▶ WHAT THIS TASK INVOLVES: Write the entries out again. Each one must match exactly.

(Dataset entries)
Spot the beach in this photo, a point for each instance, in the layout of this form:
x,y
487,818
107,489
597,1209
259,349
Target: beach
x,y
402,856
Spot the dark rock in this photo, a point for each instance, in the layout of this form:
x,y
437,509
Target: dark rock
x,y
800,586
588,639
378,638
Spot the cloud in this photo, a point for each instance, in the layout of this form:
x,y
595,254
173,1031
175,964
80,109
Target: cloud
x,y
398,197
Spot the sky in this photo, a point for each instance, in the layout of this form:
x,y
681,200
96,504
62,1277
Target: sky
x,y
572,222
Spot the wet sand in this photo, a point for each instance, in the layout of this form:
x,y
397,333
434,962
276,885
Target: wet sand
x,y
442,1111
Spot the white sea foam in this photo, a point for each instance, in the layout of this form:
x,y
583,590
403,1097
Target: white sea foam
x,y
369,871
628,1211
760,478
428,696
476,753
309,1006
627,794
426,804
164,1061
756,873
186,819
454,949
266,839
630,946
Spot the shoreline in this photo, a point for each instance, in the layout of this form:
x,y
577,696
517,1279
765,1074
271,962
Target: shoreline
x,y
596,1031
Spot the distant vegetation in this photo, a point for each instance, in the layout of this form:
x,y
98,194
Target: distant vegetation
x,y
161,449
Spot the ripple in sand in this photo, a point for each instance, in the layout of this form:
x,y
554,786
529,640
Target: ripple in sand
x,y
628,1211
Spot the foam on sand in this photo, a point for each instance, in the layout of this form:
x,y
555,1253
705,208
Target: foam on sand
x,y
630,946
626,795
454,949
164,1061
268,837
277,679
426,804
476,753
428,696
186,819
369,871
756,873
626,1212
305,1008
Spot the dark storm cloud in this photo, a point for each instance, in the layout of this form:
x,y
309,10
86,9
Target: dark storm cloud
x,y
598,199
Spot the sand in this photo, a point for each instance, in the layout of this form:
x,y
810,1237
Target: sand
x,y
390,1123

▶ SOLUTION TO THE PROBLEM:
Spot the beach in this photo, a point for each instance, in the layout of this form:
x,y
487,818
107,489
597,1209
259,349
Target: beach
x,y
402,856
Spot the dark rock in this photo, a point for each instance, in the layout of this form:
x,y
437,509
Target: dark rock
x,y
800,586
588,639
378,638
Spot the cloud in this photo, a point for each instance, in the layout of this form:
x,y
595,254
173,1031
175,964
80,109
Target: cloud
x,y
398,197
Spot the sky in this photo, a point for each instance, in the layout of this form:
x,y
681,200
96,504
62,1277
Target: sky
x,y
572,222
Spot the wet sand in this photo, a point for each instance, in the layout of this form:
x,y
397,333
434,962
276,885
Target: wet sand
x,y
442,1111
Spot the white sea foam in this photo, a point for each instance, in the layout of this form:
x,y
583,590
403,1097
Target: white sea foam
x,y
369,871
628,1211
760,478
428,696
476,753
309,1006
627,794
426,804
164,1061
756,873
186,819
454,949
266,839
630,946
Spot the shoreline in this photo, a point for each instance, in the layout of this form:
x,y
577,696
517,1279
765,1074
271,962
Target: shoreline
x,y
596,1031
Spot the distant vegetation in this photo, a point for each instance, in the layout of this form:
x,y
98,194
Target: distant vegetation
x,y
161,449
Spot the ripple in sand in this photo, a point for each instance, in the layout of this form:
x,y
554,786
529,640
Target: ripple in sand
x,y
628,1211
Spot the foam on sand in this photo, a point for each instance, in the layout of this form:
x,y
555,1253
705,208
Target: foam on sand
x,y
630,946
626,795
454,949
164,1061
268,837
277,679
426,804
476,753
428,696
186,819
369,871
756,873
626,1212
305,1008
Spot the dark storm cloud in this photo, a point for each instance, in the layout of this form:
x,y
309,10
86,9
Target: dark storm cloud
x,y
598,199
Spot the sand in this photo, a point for each instance, in the layout of this form:
x,y
810,1237
Target: sand
x,y
390,1123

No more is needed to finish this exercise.